-- BEGIN SOURCE MATERIAL --

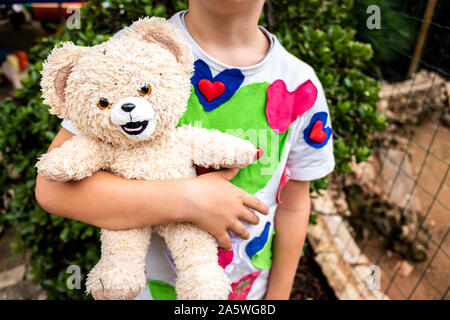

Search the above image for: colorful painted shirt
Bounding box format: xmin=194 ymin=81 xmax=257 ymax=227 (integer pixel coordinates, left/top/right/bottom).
xmin=62 ymin=11 xmax=334 ymax=299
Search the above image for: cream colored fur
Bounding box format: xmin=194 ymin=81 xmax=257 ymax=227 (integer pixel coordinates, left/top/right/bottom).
xmin=36 ymin=18 xmax=257 ymax=299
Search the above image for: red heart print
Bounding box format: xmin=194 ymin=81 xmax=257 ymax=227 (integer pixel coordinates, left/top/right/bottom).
xmin=197 ymin=79 xmax=225 ymax=102
xmin=309 ymin=120 xmax=327 ymax=142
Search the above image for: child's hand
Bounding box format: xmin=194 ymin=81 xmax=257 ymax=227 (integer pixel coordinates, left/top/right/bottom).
xmin=186 ymin=169 xmax=269 ymax=250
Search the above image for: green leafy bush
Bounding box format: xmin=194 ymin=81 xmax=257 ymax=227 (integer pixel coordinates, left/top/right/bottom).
xmin=0 ymin=0 xmax=384 ymax=299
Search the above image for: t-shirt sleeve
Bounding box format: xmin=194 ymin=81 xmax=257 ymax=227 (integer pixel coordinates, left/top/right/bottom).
xmin=287 ymin=73 xmax=335 ymax=181
xmin=61 ymin=120 xmax=80 ymax=135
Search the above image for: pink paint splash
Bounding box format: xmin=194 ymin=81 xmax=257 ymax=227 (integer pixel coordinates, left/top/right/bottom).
xmin=217 ymin=246 xmax=234 ymax=269
xmin=266 ymin=79 xmax=317 ymax=133
xmin=228 ymin=271 xmax=261 ymax=300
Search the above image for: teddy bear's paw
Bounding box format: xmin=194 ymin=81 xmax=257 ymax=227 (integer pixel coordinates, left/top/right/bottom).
xmin=175 ymin=263 xmax=231 ymax=300
xmin=86 ymin=260 xmax=147 ymax=300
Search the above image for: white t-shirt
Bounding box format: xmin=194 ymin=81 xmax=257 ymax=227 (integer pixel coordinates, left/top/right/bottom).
xmin=62 ymin=11 xmax=334 ymax=299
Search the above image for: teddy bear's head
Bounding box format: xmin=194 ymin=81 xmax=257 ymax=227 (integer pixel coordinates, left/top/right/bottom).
xmin=41 ymin=18 xmax=193 ymax=145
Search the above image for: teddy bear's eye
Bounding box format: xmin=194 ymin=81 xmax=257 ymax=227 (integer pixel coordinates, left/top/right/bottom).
xmin=97 ymin=98 xmax=111 ymax=110
xmin=138 ymin=84 xmax=152 ymax=96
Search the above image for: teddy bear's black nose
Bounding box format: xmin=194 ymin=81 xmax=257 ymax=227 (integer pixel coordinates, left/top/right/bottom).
xmin=121 ymin=103 xmax=136 ymax=112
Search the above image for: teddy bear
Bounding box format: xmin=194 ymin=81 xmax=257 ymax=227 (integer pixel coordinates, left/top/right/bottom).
xmin=36 ymin=17 xmax=262 ymax=299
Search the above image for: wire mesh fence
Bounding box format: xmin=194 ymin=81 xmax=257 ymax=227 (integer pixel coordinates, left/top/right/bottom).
xmin=302 ymin=0 xmax=450 ymax=299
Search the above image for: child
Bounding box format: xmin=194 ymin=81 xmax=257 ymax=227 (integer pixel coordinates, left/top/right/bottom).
xmin=36 ymin=0 xmax=334 ymax=299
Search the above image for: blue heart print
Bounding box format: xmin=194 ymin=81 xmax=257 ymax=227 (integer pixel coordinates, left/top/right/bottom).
xmin=191 ymin=59 xmax=245 ymax=111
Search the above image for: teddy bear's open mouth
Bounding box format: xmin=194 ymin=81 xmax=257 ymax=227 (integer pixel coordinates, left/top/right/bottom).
xmin=122 ymin=121 xmax=148 ymax=135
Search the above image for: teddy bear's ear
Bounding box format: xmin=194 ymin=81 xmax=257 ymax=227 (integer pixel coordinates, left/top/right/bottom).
xmin=120 ymin=17 xmax=193 ymax=68
xmin=41 ymin=42 xmax=87 ymax=118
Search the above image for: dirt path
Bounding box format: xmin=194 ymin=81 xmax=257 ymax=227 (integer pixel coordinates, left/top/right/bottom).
xmin=359 ymin=118 xmax=450 ymax=299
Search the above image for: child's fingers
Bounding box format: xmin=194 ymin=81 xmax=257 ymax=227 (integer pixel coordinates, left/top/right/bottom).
xmin=239 ymin=208 xmax=259 ymax=224
xmin=213 ymin=168 xmax=239 ymax=181
xmin=244 ymin=192 xmax=269 ymax=214
xmin=217 ymin=232 xmax=233 ymax=251
xmin=230 ymin=221 xmax=250 ymax=240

-- END SOURCE MATERIAL --

INSTRUCTION:
Pick out every line of the listing above that contains the string "heart", treating case as significant, and copy each one.

CORRECT RESULT:
Search the above image for: red heart print
Search the above image for: blue heart print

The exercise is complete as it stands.